## Problem:
Please give again, exactly and only, the stretch of lines from the one containing "Target: interior door" to the end of the entries below.

========================

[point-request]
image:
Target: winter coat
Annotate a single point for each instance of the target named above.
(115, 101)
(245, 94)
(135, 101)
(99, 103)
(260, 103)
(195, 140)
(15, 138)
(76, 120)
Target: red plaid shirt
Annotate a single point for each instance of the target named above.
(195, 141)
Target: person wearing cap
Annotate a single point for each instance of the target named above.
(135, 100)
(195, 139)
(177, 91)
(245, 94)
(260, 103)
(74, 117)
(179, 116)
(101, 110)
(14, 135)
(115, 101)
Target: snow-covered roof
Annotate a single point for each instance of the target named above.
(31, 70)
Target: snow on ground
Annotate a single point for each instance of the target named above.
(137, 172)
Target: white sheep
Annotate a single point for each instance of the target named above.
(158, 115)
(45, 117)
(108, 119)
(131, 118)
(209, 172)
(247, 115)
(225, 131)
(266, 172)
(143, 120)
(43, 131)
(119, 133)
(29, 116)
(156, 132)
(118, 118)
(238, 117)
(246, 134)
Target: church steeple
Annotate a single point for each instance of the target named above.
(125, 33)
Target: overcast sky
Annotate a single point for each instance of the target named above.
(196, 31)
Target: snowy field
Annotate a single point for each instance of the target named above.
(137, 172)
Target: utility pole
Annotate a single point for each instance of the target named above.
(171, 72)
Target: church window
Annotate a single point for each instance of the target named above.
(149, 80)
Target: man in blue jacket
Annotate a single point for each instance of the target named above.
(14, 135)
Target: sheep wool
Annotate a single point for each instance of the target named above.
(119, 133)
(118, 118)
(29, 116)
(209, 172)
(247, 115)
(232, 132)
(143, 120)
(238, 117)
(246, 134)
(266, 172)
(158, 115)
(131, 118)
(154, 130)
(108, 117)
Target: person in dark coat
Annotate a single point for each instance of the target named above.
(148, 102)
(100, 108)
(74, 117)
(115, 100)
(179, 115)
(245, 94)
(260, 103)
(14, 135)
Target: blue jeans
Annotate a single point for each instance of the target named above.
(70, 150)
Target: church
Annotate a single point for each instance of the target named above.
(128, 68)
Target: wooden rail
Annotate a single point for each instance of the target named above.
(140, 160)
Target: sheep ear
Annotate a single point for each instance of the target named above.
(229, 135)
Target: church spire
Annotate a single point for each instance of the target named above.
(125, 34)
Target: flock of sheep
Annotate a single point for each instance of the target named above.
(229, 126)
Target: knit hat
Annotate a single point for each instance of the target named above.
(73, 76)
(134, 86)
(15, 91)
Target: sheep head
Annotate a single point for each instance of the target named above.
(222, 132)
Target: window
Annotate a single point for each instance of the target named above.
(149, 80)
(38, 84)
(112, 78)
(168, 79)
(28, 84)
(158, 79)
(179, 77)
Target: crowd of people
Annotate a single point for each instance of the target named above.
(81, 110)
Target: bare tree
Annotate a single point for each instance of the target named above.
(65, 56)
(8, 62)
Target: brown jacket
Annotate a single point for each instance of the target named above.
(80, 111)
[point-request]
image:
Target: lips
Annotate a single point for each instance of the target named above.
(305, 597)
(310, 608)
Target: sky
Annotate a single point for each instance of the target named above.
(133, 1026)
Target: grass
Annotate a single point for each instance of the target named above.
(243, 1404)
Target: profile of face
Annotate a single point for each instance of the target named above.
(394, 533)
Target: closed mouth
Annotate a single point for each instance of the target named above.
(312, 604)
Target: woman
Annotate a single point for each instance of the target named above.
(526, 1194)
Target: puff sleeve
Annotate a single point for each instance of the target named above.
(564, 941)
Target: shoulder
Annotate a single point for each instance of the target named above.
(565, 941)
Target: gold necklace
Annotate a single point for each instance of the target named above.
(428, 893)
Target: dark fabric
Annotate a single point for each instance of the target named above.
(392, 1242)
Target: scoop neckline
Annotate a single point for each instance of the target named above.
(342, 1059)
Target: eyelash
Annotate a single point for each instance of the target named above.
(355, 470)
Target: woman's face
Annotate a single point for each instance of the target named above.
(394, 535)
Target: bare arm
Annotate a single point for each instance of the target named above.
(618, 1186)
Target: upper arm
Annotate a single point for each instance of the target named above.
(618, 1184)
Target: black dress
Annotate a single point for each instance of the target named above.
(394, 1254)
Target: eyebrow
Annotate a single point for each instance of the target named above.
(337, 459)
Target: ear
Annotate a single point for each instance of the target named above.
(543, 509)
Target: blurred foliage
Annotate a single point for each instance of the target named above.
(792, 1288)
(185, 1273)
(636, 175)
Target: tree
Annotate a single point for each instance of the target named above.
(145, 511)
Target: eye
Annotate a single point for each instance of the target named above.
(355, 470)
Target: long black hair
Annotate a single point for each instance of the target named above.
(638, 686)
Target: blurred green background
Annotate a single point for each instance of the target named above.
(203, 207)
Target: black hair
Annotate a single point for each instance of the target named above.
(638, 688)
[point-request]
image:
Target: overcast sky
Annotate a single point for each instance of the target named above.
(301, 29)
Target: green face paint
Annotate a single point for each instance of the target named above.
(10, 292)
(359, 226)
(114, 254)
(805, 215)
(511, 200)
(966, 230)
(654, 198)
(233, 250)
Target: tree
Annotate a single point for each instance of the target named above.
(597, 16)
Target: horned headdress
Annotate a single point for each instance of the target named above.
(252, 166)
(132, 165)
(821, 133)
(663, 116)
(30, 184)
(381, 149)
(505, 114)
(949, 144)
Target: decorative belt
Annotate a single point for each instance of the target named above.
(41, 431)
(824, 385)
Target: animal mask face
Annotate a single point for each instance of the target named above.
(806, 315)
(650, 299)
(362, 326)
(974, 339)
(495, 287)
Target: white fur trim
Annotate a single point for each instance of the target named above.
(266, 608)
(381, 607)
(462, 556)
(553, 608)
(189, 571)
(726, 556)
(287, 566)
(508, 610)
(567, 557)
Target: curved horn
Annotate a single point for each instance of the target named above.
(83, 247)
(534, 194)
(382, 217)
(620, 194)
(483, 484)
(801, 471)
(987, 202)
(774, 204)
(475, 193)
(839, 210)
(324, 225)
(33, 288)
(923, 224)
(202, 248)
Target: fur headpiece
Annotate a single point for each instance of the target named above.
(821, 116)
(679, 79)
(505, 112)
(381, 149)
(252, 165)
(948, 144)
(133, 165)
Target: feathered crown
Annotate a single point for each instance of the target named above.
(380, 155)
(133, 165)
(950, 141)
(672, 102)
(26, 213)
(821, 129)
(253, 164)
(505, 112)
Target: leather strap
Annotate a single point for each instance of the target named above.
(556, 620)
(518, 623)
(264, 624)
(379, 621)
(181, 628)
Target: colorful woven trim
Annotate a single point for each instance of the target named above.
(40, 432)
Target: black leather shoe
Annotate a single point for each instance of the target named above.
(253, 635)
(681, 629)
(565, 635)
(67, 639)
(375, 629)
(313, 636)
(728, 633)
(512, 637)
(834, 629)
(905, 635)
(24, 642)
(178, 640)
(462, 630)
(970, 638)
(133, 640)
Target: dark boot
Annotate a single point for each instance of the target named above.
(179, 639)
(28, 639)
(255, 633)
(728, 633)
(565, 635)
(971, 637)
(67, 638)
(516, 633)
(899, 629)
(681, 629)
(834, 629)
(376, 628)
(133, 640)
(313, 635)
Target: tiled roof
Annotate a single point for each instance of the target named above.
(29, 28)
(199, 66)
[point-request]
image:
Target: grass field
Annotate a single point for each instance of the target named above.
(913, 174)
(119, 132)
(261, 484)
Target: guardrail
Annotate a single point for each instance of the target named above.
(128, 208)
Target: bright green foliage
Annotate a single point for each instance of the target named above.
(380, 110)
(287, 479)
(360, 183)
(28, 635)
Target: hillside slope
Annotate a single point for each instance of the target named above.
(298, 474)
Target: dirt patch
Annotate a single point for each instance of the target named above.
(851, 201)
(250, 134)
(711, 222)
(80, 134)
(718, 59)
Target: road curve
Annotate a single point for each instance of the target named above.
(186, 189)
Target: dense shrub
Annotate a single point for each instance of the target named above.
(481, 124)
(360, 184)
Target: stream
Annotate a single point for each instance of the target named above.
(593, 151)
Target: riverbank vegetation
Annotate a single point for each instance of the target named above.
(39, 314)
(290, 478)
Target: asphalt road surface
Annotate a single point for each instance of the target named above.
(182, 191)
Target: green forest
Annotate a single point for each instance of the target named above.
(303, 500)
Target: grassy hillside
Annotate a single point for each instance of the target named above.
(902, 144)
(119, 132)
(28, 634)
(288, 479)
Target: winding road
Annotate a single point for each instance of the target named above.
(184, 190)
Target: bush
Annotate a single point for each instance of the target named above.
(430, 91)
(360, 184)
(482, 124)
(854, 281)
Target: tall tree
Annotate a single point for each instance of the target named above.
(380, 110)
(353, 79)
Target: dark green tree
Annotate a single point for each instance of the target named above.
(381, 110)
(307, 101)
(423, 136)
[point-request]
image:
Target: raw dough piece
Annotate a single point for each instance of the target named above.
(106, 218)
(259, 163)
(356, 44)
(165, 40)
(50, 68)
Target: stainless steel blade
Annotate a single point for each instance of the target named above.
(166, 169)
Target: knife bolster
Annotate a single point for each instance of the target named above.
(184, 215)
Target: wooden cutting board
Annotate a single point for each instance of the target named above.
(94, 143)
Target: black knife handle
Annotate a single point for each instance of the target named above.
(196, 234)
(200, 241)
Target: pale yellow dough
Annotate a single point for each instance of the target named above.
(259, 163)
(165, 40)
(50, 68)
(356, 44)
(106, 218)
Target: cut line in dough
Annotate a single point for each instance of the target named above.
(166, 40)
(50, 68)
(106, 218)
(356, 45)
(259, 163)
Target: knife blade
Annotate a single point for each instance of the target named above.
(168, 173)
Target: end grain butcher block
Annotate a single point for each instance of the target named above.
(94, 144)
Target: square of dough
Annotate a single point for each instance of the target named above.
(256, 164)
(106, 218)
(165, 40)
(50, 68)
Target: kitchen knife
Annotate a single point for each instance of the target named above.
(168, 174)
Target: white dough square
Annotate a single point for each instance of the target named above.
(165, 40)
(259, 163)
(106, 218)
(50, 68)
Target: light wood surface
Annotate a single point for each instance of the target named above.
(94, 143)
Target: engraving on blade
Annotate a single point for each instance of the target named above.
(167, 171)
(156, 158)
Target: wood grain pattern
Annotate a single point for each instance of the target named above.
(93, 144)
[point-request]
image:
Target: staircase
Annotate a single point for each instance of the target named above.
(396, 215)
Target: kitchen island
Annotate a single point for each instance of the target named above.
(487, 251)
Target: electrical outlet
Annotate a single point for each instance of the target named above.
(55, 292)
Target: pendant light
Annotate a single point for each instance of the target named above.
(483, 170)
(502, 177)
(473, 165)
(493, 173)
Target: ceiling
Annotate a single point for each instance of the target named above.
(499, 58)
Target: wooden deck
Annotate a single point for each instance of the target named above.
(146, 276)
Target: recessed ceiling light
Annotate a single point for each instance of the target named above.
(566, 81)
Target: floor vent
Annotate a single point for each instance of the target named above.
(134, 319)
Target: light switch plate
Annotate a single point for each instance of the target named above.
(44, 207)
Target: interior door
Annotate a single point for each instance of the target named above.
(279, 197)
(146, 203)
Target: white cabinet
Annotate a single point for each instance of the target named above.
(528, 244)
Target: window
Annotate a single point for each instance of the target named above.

========================

## Reply:
Target: interior door
Annotate a single point for each instance of the target named above.
(279, 197)
(146, 203)
Target: white cabinet
Annotate a single point for each instance of the target named above.
(528, 244)
Target: window
Annotate a single point for each instance of the target named above.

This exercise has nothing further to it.